• SET TASK 1
Decide whether each statement below agrees with the article about the BSA B25SS rebuild. For each, answer yes or no and quote the words of the article that decide it.
(a) The new slimline fuel tank needs a longer bolt than the old tank.
(b) The spare speedo was bought for £80 at an autojumble.
(c) The rear shocks on the bike are brand new NJB units.
• SET TASK 2
In the article about the BSA B25SS rebuild, how well did the front brake work while the bike was still in The Shed?
• SET TASK 3
Write the next part of the article about the BSA B25SS rebuild, carrying on after its final sentence.

• DOCUMENT SECTION
=-=-=-=-=
TALES FROM THE SHED
Although no rebuild ever truly ends in The Shed, for Frank’s found time for contemplation…
Although no rebuild ever truly ends in The Shed, Frank’s found time for contemplation…
Time to stop. Time to stand back and gaze in an analytical way at the results of so much spannering, spending and scratching of the head. Pull the B25SS from the bench for what I promise myself will be the last time, park it up in the middle of The Shed and walk around it with a camera – it will never look as good as this again.
Smile contentedly as I spot the bits and bats I’d intended to sort but didn’t. Feel all warm and vaguely glowy as I remember that I have an as-new MCH66 headlamp shell with the correct fittings to replace the ‘modified’ item on the bike … but what the heck? No one apart from me would notice the difference, so why do it? More important is the fact that it’s time to fuel up, fire up and ride a little. Fuelling up from a can, pouring carefully just in case the amazingly smart new tank paint is less than modern fuel-proof, finds my eyes drawn to the bolt which should anchor the tank to the frame, sticking up like a mast from its tunnel in the tank. The new slimline fuel tank requires a shorter bolt than the old tubby tank – oh well, no problem. Some other time. Maybe.
But it looks really good. It starts first kick, mostly, hot or cold. What’s it like to actually ride? Probably as near to the experience of riding a new 1971 BSA 250 as I’m likely to get. That’s dodging the issue, of course. I’ll talk you through a ride, then. Switch the switch, kick the lever and off it goes. The engine sounds like the very hammers of hell – but they all do that, sir, so nothing to worry about. It smoketh not, nor does it leak. The clutch is delightfully light. Gears engage crispy and cleanly. Off we go. This is one of those bikes where even riding on quiet lanes is improved by a tight-fitting crash helmet. It’s not a safety thing, it just allows you to ignore the ever-present unit Beezer whine and chatter.
But it pulls hard for a 250. Very quick through the gears. The speedo needle suddenly flops back to its rest. That’s another repair / bodge which needs doing, then! Just not by me. I have a near- new spare speedo of course. It cost £80 at an autojumble and almost certainly works. Who cares? I have a new-found determination not to fit it. Maybe someday. Or maybe not.
Into top, bounding along now. Brand new NJB rear shocks work with predictable excellence: the ride is very good. Front forks have new stanchions and springs too, and work well in harmony with
their bouncy cousins around the back. Then it’s time to brake. We have a back brake. After several reassemblies, the front brake appeared to be working while in The Shed. It would stop the wheel from walking pace. Not on the road. It is still awful. Everything inside it is new and in perfect adjustment. It just does not work. Who cares? Not me. Because once the Better Third and I have completed our little experiment, the B25SS will be parked up, protected from the climate, and will cease to be either a problem or a challenge. And certainly an obsession.
Pose the bike so that Rowena can shoot some shots and take a spin. ‘Brake’s awful,’ she says. She is correct. She is wise.
=-=-=-=-=
• RECORDED DATA
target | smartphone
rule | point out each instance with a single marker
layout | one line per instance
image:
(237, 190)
=-=-=-=-=
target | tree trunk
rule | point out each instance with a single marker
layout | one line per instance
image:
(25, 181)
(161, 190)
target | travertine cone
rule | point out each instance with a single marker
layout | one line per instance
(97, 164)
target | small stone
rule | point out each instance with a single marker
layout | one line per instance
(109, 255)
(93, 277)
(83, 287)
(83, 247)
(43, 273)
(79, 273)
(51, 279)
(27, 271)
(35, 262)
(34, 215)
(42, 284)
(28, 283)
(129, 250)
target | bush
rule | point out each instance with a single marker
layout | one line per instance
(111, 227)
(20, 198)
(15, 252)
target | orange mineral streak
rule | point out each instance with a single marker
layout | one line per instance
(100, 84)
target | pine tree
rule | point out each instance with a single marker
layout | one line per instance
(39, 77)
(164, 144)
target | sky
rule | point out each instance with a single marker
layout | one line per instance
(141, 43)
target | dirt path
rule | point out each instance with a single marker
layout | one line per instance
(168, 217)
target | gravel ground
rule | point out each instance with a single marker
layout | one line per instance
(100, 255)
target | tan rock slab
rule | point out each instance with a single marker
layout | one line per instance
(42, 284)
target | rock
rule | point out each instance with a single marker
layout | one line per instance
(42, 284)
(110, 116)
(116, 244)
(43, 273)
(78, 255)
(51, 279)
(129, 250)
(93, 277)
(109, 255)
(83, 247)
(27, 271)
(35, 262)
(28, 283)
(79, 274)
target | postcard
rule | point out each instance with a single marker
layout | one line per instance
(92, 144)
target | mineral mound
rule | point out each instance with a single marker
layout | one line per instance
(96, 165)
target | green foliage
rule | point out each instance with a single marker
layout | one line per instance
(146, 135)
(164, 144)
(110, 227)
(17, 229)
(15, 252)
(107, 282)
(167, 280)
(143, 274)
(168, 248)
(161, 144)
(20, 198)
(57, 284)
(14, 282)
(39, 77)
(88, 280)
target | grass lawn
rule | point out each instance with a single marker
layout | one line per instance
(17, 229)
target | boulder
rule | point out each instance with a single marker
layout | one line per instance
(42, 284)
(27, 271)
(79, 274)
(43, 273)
=-=-=-=-=
• TASK ANSWER 1
(a) No: "The new slimline fuel tank requires a shorter bolt than the old tubby tank"
(b) Yes: "It cost £80 at an autojumble"
(c) Yes: "Brand new NJB rear shocks work with predictable excellence"

• TASK ANSWER 2
It would stop the wheel from walking pace.

• TASK ANSWER 3
Return to The Shed. Observe a single spot of oil drop from the BSA. Not. A. Problem. I refuse to even wonder where it came from. Maybe I should wonder where the drip came from? Instead, I switch the battery from the Beezer to the Triumph, the seriously scruffedup T25SS which was built on the same assembly track as the BSA, just a few weeks later. Add fuel from the BSA’s tank, switch on, kick up – it always starts first kick. Except this time, when it fires first kick but doesn’t catch. It suddenly does this a lot. However, eventually the gods of Lucas shine down and off we go. How does it ride in comparison to the BSA?
The Hagons on the back – which have been on the bike since before I acquired it in 1998 or so – are stiffer, harsher than the NJB springers. Interesting. The front forks are also stiffer, which is probably down to their old – and possibly incorrect – oil. No matter. The engine howls and clatters exactly like the BSA does, although it also smokes a little from the big black and rusty silencer. Who cares? Not me. The silencer will not rust from the inside, and that’s all that matters. The performance is exactly the same … the BSA has been expertly rebuilt once and expertly reassembled twice. Maybe it will run better than the rattly old Triumph after it’s run in? Who knows?
I rebuilt the Triumph’s top end back in the 1990s, after buying the bike as a non-runner with a stripped-down engine. The only thing I could find wrong with it was a badly cracked piston. How could that happen? There was no play in the big end and no vertical movement in the crank’s main bearings, so I bought a pattern piston and put it all back together again. Then, as was the way back then, I rode around on it for a while. The cylinder bore was I think a little scratched from the dying of the piston, which probably explains the exhaust smoke, although there’s so little of it that it didn’t bother me then and it doesn’t bother me now.
The brakes – both of them – are excellent. Simply that good. Effective and progressive, predictable and powerful. Were I of a different mind, I would remove the Triumph brake’s internals and fit them to the BSA, just to see what effect that had. But those days are past. I have had enough of the BSA’s entirely uncomical hub.
Restarting the Triumph is becoming difficult. Lots of kicks, fires, fails to catch. But eventually it does its thing, and off we go, completing a slightly strange route back to The Shed. The Better Third tries it out and returns with a wide smile. ‘Nice,’ she admits. Then a confession: ‘I quite liked the Starfire we borrowed from North Cornwall Motorcycles. This is like that.’ We should keep quiet about this.
In case you were wondering, there is a purpose to this, beyond a stupidly lengthy process to get a little sunburned and take a few photos. As sometimes happens when I decide that I have had quite enough thank you of a rebuild, a project, I take time to reflect on the whole extended process and consider what has actually been achieved. Also … I consider the actual cost, which is according to several friends a subject best avoided. Not here. Understanding comes with home truths, no?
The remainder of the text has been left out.